┌─ MATERIAL PROVIDED

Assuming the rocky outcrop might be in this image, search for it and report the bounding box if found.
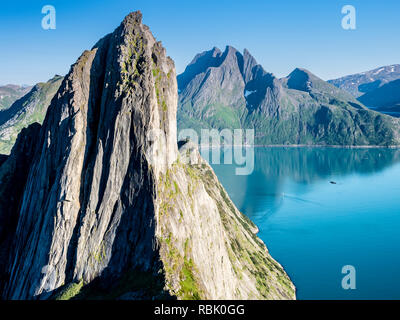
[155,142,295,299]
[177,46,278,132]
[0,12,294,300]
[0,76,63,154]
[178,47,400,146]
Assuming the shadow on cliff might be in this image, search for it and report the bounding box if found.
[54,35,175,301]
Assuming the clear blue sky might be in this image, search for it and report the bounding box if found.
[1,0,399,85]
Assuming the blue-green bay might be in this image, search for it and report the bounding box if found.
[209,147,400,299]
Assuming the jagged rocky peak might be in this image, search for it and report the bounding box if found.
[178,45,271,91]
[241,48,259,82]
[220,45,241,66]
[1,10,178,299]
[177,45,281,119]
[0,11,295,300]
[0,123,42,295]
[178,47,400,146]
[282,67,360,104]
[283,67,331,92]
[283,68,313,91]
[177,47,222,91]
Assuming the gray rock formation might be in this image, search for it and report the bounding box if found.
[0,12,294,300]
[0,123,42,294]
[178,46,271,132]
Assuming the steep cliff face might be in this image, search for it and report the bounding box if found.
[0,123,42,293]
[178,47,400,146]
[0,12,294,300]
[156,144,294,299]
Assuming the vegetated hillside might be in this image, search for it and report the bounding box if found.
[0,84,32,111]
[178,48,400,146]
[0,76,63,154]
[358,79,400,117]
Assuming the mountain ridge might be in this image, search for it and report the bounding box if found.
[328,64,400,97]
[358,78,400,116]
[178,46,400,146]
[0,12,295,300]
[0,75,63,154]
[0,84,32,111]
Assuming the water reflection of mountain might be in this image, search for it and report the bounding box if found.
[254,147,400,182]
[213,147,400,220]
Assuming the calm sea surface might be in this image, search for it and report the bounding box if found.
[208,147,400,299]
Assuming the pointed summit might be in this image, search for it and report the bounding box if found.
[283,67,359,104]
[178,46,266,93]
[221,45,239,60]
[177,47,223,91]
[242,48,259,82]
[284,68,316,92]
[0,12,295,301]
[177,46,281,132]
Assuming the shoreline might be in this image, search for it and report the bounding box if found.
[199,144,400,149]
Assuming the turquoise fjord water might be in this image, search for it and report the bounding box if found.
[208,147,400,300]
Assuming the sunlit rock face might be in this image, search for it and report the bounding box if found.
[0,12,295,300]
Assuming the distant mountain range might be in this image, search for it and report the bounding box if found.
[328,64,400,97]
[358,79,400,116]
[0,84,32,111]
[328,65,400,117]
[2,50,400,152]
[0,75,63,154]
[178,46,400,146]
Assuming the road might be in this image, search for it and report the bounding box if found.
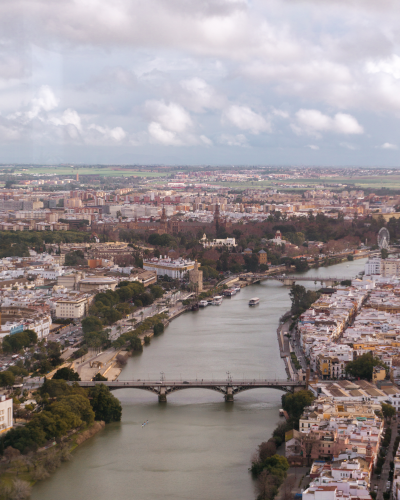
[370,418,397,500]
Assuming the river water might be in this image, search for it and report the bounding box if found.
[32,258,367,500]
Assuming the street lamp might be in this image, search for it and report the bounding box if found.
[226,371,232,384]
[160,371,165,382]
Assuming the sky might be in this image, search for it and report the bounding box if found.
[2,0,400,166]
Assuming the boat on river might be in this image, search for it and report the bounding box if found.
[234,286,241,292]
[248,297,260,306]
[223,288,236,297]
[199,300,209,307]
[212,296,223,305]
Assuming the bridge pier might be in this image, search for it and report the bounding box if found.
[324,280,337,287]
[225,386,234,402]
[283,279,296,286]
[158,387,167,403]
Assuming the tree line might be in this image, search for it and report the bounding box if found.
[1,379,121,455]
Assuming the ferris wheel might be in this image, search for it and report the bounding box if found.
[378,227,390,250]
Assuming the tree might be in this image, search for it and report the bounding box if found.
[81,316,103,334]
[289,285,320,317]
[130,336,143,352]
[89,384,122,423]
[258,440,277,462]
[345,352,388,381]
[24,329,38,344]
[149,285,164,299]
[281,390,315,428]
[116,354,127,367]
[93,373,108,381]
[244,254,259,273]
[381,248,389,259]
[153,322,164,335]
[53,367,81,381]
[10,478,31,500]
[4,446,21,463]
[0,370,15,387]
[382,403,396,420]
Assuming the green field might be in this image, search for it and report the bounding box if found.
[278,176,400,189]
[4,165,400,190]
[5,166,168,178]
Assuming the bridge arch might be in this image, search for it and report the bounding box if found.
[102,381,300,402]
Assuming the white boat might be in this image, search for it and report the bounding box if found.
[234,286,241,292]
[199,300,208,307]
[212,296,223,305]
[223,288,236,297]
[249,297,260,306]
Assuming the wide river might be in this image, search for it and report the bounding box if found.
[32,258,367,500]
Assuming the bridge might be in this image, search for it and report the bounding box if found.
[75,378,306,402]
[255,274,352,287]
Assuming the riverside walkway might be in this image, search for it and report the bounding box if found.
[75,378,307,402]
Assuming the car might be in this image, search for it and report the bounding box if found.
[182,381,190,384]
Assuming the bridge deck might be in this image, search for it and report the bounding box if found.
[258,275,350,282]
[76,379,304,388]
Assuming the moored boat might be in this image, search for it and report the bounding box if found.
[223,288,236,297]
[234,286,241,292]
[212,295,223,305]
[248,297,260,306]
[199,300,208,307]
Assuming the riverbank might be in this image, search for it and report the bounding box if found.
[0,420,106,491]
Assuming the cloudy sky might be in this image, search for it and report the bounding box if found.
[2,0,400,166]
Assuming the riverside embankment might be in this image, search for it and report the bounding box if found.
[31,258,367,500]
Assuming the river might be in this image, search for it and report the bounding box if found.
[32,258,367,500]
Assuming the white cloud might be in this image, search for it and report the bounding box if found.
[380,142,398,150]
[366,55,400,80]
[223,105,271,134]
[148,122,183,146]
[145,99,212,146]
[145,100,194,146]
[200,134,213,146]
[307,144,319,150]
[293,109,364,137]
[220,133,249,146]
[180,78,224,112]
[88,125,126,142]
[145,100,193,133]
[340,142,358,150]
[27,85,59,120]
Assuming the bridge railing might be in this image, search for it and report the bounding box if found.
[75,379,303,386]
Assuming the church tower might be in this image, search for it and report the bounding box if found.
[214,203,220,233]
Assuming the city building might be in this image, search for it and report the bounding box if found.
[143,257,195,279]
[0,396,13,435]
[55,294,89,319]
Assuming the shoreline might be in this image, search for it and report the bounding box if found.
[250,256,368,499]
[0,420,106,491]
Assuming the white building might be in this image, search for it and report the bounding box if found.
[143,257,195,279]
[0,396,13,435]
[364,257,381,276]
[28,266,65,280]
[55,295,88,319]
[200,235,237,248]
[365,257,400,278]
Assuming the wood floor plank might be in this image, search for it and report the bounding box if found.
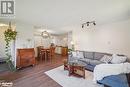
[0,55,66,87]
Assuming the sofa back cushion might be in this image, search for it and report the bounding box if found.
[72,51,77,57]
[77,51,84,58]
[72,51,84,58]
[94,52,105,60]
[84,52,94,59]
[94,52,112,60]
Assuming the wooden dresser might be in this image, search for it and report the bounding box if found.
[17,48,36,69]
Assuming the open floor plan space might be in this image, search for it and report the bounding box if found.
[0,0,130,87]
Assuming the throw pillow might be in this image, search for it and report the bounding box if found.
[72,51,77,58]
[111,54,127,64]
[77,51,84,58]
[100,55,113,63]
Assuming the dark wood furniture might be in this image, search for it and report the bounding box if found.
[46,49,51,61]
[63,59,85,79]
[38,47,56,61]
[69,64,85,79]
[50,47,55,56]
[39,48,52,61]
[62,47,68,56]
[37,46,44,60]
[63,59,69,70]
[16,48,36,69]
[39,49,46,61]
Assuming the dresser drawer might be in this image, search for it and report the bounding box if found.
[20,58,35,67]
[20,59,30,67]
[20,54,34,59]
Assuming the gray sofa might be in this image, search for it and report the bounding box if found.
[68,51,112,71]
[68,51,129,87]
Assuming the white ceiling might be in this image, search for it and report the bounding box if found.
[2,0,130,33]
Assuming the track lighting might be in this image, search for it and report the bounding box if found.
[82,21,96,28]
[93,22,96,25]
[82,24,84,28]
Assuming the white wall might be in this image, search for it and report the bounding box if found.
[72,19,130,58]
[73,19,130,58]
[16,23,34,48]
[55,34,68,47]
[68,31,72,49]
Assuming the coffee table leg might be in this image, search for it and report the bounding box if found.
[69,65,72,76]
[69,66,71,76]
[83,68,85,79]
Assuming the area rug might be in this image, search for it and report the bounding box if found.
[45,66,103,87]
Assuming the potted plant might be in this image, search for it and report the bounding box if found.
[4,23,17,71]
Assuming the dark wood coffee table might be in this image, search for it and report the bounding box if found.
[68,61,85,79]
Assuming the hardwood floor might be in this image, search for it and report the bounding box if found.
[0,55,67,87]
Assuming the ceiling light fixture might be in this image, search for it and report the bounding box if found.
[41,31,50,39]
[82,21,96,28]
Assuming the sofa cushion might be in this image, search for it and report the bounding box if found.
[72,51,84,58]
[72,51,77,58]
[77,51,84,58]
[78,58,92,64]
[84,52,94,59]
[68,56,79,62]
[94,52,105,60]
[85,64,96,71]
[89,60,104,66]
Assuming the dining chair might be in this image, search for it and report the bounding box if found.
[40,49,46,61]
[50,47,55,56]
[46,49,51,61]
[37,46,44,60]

└─

## WHAT IS REQUIRED:
The answer must consist of the lines from the one with "Assuming the dark wood coffee" through the final line of the entries above, exactly as they are, and nothing else.

## EXERCISE RESPONSE:
Assuming the dark wood coffee table might be in this image, search for it and report the bounding box if found.
[68,61,85,79]
Assuming the hardwood floor might be in this image, search for it and report the bounding box if found.
[0,55,67,87]
Assuming the ceiling light fixture might be in this image, search for it and report the bounding box if found.
[41,31,50,39]
[82,21,96,28]
Assuming the sofa cushion might be in this image, search for it and report the bounding box if found.
[72,51,84,58]
[72,51,77,58]
[77,51,84,58]
[78,58,92,64]
[84,52,94,59]
[68,56,79,62]
[94,52,105,60]
[85,64,96,71]
[89,60,104,66]
Assuming the dining chair might be in this image, search for it and report the bounding box if found.
[40,49,46,61]
[50,47,55,56]
[46,49,51,61]
[37,46,44,60]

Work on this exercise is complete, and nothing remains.